[Vorliegender Text]
..............................
Einem Superstar des Silicon Valley bläst der Gegenwind ins Gesicht: Tesla-Chef Elon Musk steht nach einem tödlichen Unfall mit dem Fahrassistenten „Autopilot“, einem gewagten Übernahmeplan und einem umstrittenen Aktienverkauf in der Kritik wie selten zuvor. Der schillernde Tech-Unternehmer reagiert dünnhäutig und kündigt kryptisch einen „geheimen Masterplan“ an.
„Gerichtsverfahren könnten irgendwann entscheiden, ob Tesla und Musk relevante Fakten zurückgehalten haben, als sie im Mai Aktien verkauften“, schrieb die bekannte „Fortune“-Journalistin Carol Loomis in der vergangenen Woche. Daraufhin platzte Musk der Kragen. Der Artikel sei „BS“ (Abkürzung für „Bullshit“), mit dem das Magazin Kasse machen wolle, twitterte der Tesla-Chef.
Die Angelegenheit könnte aber durchaus einige Brisanz bergen. Es geht um die Frage, ob das Unternehmen seine Investoren früher über den Unfall hätte informieren müssen, bei dem bereits am 7. Mai ein Tesla-Fahrer ums Leben gekommen war. Das Besondere an dem Crash ist, dass der computergesteuerte Fahrassistent eingeschaltet war.
Misunderstanding of what "beta" means to Tesla for Autopilot: any system w less than 1B miles of real world driving https://t.co/WG5vnFvegI
— Elon Musk (@elonmusk) 10. Juli 2016
Der Fall löste eine breite Diskussionen um den sogenannten „Autopiloten“ aus. Experten trauen Technik grundsätzlich zu, Menschen irgendwann weitgehend als Fahrer ersetzen zu können – noch sind die komplett selbstfahrenden Autos allerdings Testwagen.
Tesla war im vergangenen Jahr mit seinem Fahrassistenz-System vorangeprescht. Es schien ein großer Erfolg, bis einige Unfälle bekanntwurden, allen voran der Crash mit Todesfolge. Nun ermittelt die US-Verkehrsbehörde NHTSA, die nun alle möglichen Informationen zum „Autopilot“-System anforderte. Und einem Bericht des „Wall Street Journal“ zufolge geht zudem die Börsenaufsicht SEC der Frage nach, ob Anleger rechtzeitig informiert wurden.
..............................
[Angezeigte Daten]
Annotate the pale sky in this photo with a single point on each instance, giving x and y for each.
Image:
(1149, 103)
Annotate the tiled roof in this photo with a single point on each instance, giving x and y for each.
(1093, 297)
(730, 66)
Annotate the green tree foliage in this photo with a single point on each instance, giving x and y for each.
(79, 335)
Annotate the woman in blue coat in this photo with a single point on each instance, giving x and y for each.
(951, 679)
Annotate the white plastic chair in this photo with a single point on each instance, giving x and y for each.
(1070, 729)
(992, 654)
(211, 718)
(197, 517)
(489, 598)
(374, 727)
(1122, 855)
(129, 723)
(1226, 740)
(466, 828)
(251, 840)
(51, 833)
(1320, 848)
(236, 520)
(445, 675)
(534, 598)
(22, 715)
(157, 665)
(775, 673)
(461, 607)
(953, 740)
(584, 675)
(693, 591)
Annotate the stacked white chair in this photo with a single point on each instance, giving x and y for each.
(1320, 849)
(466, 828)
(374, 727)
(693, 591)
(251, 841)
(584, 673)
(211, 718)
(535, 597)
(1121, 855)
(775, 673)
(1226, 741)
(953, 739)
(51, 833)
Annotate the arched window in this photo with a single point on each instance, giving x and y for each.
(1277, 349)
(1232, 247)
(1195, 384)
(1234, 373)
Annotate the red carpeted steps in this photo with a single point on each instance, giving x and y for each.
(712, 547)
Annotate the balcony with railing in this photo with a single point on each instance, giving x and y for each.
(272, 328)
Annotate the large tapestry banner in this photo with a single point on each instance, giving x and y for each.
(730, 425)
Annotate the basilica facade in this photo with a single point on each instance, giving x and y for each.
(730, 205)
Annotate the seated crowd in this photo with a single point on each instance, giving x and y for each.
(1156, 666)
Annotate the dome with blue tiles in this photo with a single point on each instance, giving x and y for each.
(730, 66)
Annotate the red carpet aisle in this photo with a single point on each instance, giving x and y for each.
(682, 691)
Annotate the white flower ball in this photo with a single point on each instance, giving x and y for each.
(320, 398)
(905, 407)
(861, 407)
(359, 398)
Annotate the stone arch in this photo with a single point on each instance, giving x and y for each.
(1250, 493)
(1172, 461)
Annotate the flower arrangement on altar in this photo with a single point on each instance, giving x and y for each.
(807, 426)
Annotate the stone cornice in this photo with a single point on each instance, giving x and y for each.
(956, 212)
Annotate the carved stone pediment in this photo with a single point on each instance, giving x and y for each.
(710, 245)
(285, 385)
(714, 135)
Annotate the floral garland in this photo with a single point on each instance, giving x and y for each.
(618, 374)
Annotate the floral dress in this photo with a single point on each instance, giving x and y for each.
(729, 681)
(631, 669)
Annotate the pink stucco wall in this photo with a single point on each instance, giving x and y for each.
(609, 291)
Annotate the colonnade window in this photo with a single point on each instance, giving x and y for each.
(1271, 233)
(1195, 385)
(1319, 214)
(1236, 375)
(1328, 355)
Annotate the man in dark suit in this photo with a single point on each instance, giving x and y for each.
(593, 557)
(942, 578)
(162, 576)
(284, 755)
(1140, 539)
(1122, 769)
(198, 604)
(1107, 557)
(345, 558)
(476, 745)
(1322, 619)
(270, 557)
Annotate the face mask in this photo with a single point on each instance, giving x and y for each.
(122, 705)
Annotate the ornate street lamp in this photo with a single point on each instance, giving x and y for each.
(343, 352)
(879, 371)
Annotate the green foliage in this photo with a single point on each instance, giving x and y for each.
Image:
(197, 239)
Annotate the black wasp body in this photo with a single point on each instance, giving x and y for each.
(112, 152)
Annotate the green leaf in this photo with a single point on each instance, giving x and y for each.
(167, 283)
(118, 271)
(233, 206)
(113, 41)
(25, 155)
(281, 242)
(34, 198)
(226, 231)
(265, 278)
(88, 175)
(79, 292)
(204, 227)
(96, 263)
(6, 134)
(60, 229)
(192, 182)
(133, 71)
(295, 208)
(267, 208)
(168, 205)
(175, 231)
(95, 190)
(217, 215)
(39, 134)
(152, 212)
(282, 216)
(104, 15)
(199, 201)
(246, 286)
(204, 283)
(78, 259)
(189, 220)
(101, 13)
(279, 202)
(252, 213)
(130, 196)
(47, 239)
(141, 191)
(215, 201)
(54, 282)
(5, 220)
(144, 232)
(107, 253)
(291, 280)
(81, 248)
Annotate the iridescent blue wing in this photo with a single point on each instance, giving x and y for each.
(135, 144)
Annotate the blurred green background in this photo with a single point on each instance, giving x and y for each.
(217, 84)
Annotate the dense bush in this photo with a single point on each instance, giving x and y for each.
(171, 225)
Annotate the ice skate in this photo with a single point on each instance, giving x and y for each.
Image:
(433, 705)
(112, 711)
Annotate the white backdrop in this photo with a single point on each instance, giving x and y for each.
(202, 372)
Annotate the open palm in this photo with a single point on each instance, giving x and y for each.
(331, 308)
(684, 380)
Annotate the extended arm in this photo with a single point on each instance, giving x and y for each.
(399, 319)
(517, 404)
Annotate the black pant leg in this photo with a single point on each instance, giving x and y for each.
..............................
[Aufgabenstellung] Nennen Sie alle Gründe, die der Text über Tesla-Chef Elon Musk zu Beginn für die Kritik an ihm anführt.

[Lösung]
- ein tödlicher Unfall mit dem Fahrassistenten „Autopilot“
- ein gewagter Übernahmeplan
- ein umstrittener Aktienverkauf